* Brief A *
List every reason the excerpt below on SymTrak item selection gives for treating cognitive impairment as an important sixth domain.
* Brief B *
According to the SymTrak item selection excerpt below, which item was chosen instead of the falling or tripping item?

* Excerpt to read *
....................

Specifically, the SPADE symptom domains represent five of the most prevalent, chronic, disabling, and undertreated symptom domains; they also tend to co-occur in both the general population18 and in clinical practice.18,19,20,21,22,23,24,25,26 Cognitive impairment is an important 6th domain because of its prevalence in older adults, comorbidity and adverse effects on other illnesses, impact on poor adherence to prescribed therapies, and worse survival.11 Mobility-related functioning (7th domain) has important health and social consequences in multimorbidity populations and has value as a predictor of nursing home placement and mortality.11 The falling or tripping item had a high floor effect, a common limitation when measuring physical functioning;11 therefore, the more general and prevalent item, walking or moving around, was selected. Finally, the 8th domain (vision or hearing loss) comprises two sensory impairments that are prevalent in geriatric primary care and are highly treatable,27 often comorbid,28 and associated with poorer HRQOL.12,28,29

Each of the 4 bundled items included the essential content from 2 original SymTrak-23 items according to established principles.30 The score for each bundled item was calculated as the average of its two constituent item scores and then rounded to an integer (i.e., 0–3). In a sensitivity analysis, using the maximum produced similar psychometric results.

Item-Level Reliability and Validity

Item-level psychometric performance is shown for patient-reported data in Table 1. The 8 bolded items (i.e., SymTrak-8), initially selected based on content validity, demonstrated comparable psychometrics compared to the non-selected items, specifically, for test–retest reliability, item correlations with the original 23-item total, and criterion validity correlations with the HUI3 overall utility score (Table 1). The 4 bundled items demonstrated similar or better results for test–retest reliability, item-total correlations, and criterion validity (i.e., correlations with HUI3) compared to their original component items (Table 1). Importantly, bundled items exhibited lower ceiling effects and markedly lower floor effects than their original items. Results were similar for caregiver-reported data (Online Appendix 1).

....................

* Entries provided *
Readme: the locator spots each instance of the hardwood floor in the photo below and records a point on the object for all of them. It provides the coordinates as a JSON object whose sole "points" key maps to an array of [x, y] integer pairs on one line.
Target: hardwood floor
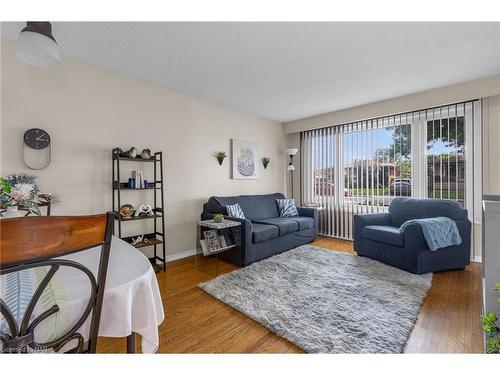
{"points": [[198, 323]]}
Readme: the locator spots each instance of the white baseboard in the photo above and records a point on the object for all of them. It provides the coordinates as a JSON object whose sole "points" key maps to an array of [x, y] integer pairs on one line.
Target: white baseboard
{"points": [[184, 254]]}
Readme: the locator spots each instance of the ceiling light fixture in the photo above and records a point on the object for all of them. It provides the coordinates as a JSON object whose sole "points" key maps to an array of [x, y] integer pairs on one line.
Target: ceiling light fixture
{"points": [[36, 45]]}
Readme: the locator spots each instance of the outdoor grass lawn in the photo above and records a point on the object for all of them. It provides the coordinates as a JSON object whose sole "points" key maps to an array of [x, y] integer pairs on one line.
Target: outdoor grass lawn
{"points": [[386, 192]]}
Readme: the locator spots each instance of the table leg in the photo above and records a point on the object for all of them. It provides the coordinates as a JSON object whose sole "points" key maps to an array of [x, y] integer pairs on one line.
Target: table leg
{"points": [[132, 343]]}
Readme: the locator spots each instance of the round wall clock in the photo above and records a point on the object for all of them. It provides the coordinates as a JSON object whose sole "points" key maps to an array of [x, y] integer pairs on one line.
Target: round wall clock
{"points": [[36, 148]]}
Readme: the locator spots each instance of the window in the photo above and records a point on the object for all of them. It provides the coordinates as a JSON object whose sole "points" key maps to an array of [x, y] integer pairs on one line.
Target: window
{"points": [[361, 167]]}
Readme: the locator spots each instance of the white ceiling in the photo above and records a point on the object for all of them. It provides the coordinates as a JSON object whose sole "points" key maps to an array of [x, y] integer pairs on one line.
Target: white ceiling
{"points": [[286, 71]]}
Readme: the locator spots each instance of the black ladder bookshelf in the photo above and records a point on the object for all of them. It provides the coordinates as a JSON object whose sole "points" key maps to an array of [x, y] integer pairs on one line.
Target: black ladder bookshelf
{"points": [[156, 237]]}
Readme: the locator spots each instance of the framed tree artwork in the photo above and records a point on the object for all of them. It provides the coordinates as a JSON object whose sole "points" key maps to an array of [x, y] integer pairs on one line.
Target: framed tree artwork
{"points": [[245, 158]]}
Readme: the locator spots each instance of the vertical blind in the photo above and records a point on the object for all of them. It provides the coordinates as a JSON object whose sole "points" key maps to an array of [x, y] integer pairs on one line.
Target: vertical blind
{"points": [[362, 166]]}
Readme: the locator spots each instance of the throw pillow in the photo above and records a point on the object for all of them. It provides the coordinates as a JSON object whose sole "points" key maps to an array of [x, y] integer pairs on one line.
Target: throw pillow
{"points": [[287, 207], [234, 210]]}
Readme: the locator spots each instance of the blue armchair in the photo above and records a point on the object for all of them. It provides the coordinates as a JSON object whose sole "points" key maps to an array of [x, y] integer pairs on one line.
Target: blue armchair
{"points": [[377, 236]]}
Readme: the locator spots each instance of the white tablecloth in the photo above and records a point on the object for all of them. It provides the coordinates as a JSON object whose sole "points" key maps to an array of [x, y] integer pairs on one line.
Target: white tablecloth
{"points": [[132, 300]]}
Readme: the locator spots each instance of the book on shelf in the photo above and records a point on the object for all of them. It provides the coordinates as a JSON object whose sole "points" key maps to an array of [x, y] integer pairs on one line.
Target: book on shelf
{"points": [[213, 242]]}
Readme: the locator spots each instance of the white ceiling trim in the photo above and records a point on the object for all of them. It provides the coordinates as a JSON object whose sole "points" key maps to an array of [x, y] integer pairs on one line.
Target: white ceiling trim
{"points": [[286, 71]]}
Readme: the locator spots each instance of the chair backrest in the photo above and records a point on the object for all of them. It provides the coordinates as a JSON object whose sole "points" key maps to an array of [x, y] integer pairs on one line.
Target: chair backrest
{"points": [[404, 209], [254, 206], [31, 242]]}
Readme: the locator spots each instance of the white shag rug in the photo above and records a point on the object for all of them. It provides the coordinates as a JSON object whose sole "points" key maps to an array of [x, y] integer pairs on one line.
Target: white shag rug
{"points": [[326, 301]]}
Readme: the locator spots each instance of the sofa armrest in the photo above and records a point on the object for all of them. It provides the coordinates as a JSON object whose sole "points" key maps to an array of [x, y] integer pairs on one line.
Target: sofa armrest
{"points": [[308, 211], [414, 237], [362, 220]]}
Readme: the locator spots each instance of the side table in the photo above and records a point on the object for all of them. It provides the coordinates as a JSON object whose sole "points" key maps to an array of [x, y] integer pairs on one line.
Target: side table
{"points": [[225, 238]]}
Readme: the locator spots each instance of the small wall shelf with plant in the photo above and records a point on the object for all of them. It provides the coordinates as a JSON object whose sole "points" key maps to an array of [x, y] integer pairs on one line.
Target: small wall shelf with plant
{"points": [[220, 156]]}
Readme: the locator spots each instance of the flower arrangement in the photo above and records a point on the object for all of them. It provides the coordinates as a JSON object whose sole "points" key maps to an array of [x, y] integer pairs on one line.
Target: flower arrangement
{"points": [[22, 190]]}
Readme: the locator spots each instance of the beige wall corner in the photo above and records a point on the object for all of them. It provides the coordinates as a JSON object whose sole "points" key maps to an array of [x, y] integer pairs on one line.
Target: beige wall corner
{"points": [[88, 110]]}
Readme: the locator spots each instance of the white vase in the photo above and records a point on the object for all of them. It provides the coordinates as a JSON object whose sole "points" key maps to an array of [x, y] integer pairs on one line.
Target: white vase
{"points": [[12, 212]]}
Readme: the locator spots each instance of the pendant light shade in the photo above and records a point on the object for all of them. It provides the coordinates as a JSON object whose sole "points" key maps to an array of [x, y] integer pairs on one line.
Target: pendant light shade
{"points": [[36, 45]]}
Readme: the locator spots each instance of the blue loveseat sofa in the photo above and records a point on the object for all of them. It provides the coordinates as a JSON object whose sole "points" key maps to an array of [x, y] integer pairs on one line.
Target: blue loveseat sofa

....................

* Expected output A *
- Its prevalence in older adults
- Comorbidity and adverse effects on other illnesses
- Its impact on poor adherence to prescribed therapies
- Worse survival

* Expected output B *
The more general and prevalent item, walking or moving around, was selected instead.